===== RECORDS
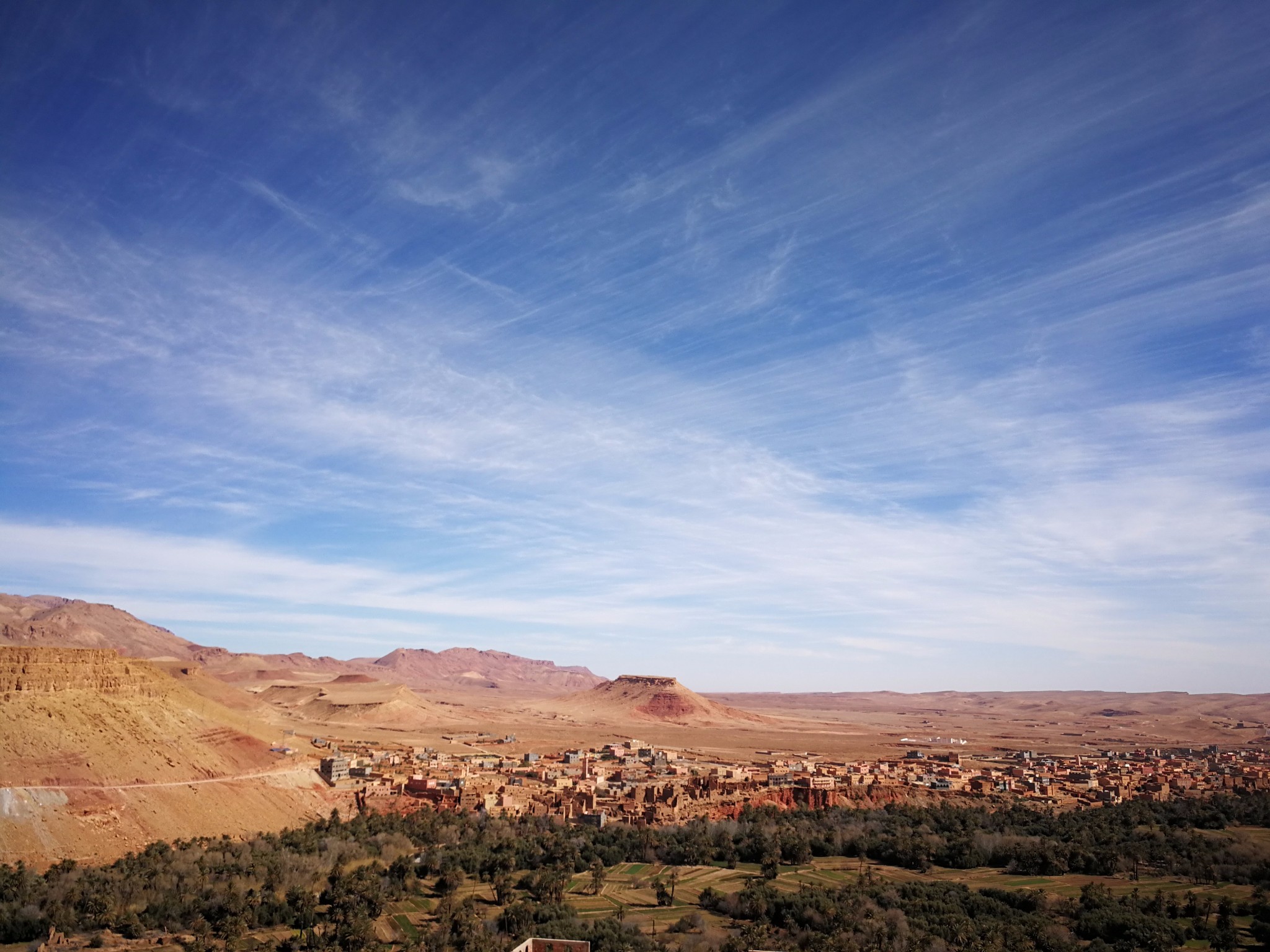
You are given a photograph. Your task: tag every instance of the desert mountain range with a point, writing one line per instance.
(115, 731)
(60, 622)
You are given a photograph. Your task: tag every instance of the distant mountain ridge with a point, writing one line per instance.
(59, 622)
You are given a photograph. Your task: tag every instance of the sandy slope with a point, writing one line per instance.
(100, 754)
(51, 621)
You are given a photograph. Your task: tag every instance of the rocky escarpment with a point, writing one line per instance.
(61, 622)
(647, 697)
(65, 669)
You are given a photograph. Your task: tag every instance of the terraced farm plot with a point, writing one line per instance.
(406, 926)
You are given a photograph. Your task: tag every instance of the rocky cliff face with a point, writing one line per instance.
(64, 669)
(60, 622)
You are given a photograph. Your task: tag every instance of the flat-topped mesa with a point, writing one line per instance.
(56, 669)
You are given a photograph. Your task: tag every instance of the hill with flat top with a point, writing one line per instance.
(358, 703)
(88, 716)
(48, 621)
(59, 622)
(639, 697)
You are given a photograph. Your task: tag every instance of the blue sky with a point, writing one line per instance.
(770, 346)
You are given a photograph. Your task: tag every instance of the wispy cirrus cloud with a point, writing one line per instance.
(926, 362)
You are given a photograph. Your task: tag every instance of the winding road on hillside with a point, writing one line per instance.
(228, 778)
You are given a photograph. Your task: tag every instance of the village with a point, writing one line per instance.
(641, 783)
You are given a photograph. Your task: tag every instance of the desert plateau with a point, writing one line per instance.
(665, 477)
(115, 733)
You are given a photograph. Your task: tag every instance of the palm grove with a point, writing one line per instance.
(329, 880)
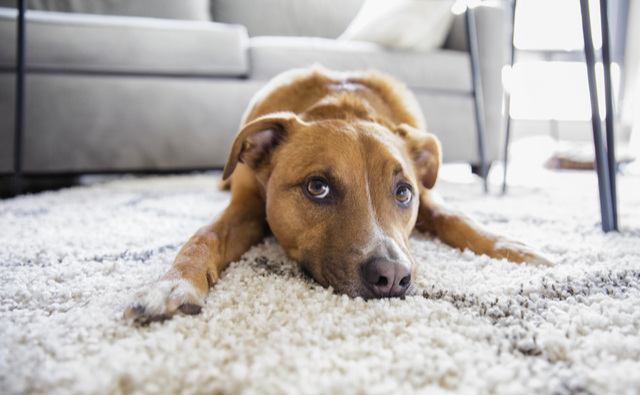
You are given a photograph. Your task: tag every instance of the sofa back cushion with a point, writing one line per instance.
(170, 9)
(313, 18)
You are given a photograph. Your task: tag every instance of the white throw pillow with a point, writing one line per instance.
(418, 25)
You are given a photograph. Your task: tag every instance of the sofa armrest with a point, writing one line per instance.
(494, 52)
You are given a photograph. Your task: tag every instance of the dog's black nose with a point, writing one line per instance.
(386, 278)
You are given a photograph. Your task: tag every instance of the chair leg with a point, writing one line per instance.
(606, 207)
(479, 98)
(610, 117)
(508, 101)
(19, 105)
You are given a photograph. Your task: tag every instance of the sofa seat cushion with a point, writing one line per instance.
(437, 70)
(112, 44)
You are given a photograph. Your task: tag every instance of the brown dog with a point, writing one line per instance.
(338, 166)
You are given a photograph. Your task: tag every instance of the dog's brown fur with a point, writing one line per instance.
(362, 133)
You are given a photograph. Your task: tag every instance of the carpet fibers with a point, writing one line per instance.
(71, 260)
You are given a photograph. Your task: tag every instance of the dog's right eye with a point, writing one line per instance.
(317, 188)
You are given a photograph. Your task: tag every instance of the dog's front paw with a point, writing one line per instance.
(518, 252)
(164, 299)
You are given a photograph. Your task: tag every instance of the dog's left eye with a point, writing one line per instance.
(404, 194)
(318, 188)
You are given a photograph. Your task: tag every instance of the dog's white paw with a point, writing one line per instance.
(164, 299)
(518, 252)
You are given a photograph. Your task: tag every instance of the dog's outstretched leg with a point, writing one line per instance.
(459, 230)
(201, 260)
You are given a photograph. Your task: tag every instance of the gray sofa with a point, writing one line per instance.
(108, 92)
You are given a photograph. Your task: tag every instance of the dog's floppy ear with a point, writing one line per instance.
(425, 150)
(254, 144)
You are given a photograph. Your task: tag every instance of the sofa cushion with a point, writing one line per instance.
(313, 18)
(110, 44)
(196, 10)
(437, 70)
==========
### CHALLENGE
Restate each line of the records exactly; pictures do not belong in the copy.

### SOLUTION BELOW
You are given a photograph. Your task: tag every instance of the desert mountain range with a point, writing one line per instance.
(115, 731)
(60, 622)
You are given a photograph. Your task: tag every instance of the distant mountain ridge with a point, writing one line per instance.
(59, 622)
You are given a photograph. Your task: tag every instance of the sandy slope with a point, writing one line per instance.
(100, 754)
(51, 621)
You are given a photograph. Your task: tag every instance of the rocky escarpment with a point, writing one line per instance.
(61, 622)
(647, 697)
(65, 669)
You are given a photograph. Your task: tag every instance of the terraced farm plot with a point, writing one line per instance.
(406, 926)
You are given a photograph. Your task: tag every instance of the rocky cliff face with a point, writing one line per instance.
(64, 669)
(60, 622)
You are given a photograph. Your task: tag every instance of the flat-topped mesa with a point, writing one line per instance.
(56, 669)
You are given a photograph. Your task: tag every instance of the hill with flat top with a point, writing one line per instance.
(358, 703)
(88, 716)
(48, 621)
(59, 622)
(639, 697)
You are given a photograph. Your task: tag every instance of the blue sky with a point, writing one line per instance.
(770, 346)
You are given a photograph. Your task: tag every instance of the wispy cirrus cloud with a point, writing one line per instance.
(926, 362)
You are given a photograph. Your task: tag every instance of the winding road on hillside with a point, writing one line per instance.
(228, 778)
You are given a photograph. Your task: tag every instance of the village with a point, writing one line per instance.
(641, 783)
You are given a photograph. Your task: tag every instance of the desert plateau with a point, writing one line per instance.
(665, 477)
(115, 733)
You are given a photograph. Your task: tag every instance of the palm grove with a point, writing one line per instance.
(329, 880)
You are given a photograph. Your task: tag every instance of the sofa back cushion with a point, writing one line per instance.
(170, 9)
(313, 18)
You are given a photograph. Your task: tag every instance of the white throw pillow with a point, writing one line per instance.
(418, 25)
You are given a photograph. Your task: tag every instance of the sofa armrest with a point, writing one line per instance.
(494, 52)
You are given a photograph. Your task: tag every instance of the dog's black nose with a point, writing one line per instance.
(386, 278)
You are given a photograph. Your task: tag every instance of the chair leg with a point, writing one line per instance.
(606, 207)
(479, 98)
(610, 117)
(508, 101)
(19, 105)
You are given a photograph. Your task: tag every instance of the sofa seat cushion with a point, writing one line per instance.
(437, 70)
(112, 44)
You are given a photograph. Your task: tag every instance of the brown dog with a point, writing one line per instance.
(338, 166)
You are given a photograph. Your task: tag every instance of the dog's brown fur with a point, writing one line per instance.
(362, 133)
You are given a photograph. Your task: tag every instance of the carpet fibers with a point, writing one line per instance.
(71, 260)
You are given a photograph. Your task: tag every instance of the dog's right eye with a point, writing one line per instance.
(317, 188)
You are given a photograph. Your task: tag every instance of the dog's front paw with a point, writing one line per instance.
(518, 252)
(164, 299)
You are given a photograph. Your task: tag every instance of the dog's left eye with a point, writing one line per instance.
(404, 194)
(318, 188)
You are given a photograph. Your task: tag every instance of the dog's white paw with a point, writing one line per instance.
(164, 299)
(518, 252)
You are given a photograph. Your task: tag every instance of the dog's outstretched leg with a point, writing one line per instance.
(459, 230)
(201, 260)
You are given a photograph. Your task: tag every instance of the gray sofa with a point, writing one line per instance.
(108, 92)
You are given a photograph. Your task: tag every instance of the dog's floppy ear with a point, writing one line per instance.
(425, 150)
(254, 144)
You are given a photograph. Your task: tag every instance of the sofa cushion with a point, writing one line per instance.
(313, 18)
(110, 44)
(196, 10)
(437, 70)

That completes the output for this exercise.